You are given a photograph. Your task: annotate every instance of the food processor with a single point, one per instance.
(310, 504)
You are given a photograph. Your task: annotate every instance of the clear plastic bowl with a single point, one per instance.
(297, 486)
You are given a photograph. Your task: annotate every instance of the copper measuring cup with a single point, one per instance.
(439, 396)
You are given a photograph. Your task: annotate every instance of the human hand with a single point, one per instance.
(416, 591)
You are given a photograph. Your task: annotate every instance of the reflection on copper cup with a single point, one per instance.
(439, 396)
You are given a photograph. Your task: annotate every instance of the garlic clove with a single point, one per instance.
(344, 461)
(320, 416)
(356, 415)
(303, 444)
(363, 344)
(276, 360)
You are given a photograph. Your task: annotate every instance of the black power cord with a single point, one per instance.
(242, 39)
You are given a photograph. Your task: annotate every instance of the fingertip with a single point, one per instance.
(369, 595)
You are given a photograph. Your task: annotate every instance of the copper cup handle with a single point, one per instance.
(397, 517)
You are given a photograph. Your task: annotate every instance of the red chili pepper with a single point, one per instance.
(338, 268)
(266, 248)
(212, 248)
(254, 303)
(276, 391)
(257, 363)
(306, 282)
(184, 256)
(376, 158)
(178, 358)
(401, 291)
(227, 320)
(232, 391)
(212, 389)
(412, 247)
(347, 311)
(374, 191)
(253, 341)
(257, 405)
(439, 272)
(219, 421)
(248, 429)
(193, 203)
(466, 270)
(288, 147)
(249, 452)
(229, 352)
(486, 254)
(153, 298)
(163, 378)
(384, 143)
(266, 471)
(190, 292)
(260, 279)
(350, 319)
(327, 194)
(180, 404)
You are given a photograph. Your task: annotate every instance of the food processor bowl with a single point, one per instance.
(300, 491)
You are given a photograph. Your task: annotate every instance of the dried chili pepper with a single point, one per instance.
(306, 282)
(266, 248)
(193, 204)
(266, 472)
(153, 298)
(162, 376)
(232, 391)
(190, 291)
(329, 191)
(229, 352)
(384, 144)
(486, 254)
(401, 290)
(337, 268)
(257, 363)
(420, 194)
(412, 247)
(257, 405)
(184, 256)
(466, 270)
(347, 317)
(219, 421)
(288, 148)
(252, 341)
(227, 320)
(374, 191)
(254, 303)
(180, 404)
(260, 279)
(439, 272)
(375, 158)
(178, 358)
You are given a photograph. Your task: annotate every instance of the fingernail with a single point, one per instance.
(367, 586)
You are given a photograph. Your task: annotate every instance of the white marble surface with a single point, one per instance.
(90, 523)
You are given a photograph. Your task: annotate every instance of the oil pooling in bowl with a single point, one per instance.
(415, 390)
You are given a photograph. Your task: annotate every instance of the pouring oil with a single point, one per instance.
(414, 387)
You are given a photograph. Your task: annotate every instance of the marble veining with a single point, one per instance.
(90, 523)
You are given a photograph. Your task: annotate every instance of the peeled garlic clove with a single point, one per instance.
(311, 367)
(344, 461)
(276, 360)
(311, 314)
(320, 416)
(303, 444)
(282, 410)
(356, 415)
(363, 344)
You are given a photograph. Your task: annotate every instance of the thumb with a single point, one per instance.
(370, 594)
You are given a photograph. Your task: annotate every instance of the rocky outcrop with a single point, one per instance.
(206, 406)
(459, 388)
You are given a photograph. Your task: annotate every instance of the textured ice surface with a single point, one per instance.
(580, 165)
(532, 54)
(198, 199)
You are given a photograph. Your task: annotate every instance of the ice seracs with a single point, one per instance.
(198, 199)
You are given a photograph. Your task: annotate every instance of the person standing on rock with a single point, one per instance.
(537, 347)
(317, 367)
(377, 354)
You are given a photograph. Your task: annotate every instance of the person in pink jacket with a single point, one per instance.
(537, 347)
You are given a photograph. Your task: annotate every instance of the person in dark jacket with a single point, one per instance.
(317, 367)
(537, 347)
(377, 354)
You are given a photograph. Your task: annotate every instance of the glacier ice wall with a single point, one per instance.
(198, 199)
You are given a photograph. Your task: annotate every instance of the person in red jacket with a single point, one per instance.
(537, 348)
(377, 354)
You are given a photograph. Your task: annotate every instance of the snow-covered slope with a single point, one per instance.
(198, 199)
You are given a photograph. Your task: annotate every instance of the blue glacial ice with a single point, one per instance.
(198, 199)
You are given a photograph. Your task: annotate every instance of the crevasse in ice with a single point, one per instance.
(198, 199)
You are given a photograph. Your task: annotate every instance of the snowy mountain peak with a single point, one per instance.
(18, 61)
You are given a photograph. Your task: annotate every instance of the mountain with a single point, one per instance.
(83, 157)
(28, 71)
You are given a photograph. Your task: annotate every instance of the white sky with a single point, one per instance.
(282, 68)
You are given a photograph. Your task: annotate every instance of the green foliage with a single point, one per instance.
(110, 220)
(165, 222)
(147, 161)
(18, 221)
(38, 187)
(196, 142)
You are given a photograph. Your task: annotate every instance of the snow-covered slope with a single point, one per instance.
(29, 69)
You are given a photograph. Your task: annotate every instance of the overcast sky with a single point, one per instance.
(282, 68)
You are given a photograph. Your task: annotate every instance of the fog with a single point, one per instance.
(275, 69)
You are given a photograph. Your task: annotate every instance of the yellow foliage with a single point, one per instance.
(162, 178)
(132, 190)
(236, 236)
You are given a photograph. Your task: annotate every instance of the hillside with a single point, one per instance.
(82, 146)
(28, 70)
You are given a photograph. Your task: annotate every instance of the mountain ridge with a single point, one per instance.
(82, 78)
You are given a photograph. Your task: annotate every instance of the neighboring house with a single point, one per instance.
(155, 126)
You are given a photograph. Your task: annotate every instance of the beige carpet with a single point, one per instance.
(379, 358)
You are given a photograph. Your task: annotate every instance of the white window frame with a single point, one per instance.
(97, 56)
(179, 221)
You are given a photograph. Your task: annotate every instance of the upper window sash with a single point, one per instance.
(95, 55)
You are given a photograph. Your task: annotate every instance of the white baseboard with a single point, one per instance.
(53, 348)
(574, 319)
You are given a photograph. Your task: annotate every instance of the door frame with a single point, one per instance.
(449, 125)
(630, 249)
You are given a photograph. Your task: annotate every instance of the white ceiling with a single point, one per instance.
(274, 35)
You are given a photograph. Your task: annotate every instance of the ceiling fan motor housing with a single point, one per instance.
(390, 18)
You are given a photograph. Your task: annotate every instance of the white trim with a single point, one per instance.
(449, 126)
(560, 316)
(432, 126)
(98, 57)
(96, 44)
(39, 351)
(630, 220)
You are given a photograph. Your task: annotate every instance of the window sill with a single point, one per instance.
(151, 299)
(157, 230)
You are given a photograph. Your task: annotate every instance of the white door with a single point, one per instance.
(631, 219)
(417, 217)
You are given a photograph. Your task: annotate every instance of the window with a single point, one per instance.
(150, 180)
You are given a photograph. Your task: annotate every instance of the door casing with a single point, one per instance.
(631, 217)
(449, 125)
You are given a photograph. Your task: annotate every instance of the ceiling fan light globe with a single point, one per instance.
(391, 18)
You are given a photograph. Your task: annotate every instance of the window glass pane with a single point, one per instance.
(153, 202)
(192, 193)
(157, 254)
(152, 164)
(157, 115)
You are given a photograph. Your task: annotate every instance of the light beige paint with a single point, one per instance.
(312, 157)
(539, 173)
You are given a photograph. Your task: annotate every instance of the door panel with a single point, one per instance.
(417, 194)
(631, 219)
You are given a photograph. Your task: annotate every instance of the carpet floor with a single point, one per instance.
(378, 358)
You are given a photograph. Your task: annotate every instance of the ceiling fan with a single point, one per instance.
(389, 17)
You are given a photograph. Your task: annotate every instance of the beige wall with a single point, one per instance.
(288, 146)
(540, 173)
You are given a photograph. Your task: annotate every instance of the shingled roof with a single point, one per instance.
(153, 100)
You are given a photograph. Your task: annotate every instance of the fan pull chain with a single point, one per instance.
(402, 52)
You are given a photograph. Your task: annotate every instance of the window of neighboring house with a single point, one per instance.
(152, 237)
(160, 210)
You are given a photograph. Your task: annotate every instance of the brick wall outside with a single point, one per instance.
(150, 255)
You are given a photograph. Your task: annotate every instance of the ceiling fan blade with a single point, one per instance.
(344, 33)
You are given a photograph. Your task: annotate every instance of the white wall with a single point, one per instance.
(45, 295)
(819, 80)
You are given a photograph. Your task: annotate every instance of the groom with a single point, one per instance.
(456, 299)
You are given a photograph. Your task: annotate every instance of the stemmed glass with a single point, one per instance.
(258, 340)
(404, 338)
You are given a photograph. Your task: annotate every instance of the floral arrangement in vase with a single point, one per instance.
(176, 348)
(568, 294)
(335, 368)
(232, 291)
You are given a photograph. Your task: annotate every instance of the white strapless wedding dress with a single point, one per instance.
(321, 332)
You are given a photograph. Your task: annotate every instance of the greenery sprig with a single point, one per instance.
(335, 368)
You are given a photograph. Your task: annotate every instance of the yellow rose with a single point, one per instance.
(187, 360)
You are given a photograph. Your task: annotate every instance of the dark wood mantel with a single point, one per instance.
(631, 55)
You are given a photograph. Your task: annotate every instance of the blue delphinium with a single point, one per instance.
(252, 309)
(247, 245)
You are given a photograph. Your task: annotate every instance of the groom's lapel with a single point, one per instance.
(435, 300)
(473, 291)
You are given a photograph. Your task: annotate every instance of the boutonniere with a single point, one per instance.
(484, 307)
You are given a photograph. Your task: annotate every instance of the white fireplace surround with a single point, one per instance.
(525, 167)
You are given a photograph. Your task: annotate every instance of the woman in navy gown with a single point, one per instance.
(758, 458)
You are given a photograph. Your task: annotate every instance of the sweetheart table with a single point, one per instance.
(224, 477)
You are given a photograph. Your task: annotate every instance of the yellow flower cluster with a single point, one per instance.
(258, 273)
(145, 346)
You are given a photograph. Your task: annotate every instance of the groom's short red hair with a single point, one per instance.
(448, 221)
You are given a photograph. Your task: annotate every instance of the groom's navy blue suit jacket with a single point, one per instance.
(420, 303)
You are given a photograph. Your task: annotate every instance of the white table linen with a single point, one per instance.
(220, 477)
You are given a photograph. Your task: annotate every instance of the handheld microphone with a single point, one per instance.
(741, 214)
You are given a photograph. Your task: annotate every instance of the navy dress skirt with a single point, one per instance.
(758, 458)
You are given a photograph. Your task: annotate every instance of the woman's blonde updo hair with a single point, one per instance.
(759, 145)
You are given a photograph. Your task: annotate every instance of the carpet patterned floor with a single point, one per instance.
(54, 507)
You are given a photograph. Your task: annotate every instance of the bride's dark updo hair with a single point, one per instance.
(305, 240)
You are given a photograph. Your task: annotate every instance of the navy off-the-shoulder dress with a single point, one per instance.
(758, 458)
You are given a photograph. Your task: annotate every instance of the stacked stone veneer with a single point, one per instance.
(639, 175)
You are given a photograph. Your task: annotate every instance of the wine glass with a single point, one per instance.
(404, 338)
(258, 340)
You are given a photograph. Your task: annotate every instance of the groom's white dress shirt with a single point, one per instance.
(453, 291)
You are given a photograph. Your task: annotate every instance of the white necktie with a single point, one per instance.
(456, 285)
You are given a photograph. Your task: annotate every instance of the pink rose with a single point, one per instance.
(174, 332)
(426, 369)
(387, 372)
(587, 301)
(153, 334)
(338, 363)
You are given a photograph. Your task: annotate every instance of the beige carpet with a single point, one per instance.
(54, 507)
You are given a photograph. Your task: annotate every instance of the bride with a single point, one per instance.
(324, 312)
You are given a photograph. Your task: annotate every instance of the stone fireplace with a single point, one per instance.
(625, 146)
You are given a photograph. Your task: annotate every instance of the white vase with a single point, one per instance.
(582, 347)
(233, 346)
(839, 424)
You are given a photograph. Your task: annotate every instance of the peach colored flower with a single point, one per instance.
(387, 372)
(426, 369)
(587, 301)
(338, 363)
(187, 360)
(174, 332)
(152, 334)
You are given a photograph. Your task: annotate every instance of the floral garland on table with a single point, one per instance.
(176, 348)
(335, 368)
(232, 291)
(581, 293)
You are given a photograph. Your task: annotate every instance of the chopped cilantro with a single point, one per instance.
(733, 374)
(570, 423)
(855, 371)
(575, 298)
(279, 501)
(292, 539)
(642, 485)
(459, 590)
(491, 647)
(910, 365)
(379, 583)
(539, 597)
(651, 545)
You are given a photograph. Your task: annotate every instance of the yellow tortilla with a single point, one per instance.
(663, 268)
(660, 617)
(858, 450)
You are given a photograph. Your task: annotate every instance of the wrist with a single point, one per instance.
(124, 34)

···

Return, unchanged, each line from the line containing "cilantro with a single point, one per instance." through the last line of the material.

You are given a photograph. Your task: annotate every instance of the chopped cilantro with a single point, one per instance.
(733, 374)
(570, 423)
(855, 371)
(575, 298)
(279, 501)
(292, 539)
(642, 485)
(459, 590)
(491, 647)
(910, 365)
(379, 583)
(539, 597)
(651, 545)
You are given a photograph. Your task: annotate every instance of the yellow tortilla with a single point, one per instance.
(663, 268)
(660, 617)
(858, 450)
You are given a photograph. Your task: annotate every instance of the wrist with a single point, one per instance.
(124, 34)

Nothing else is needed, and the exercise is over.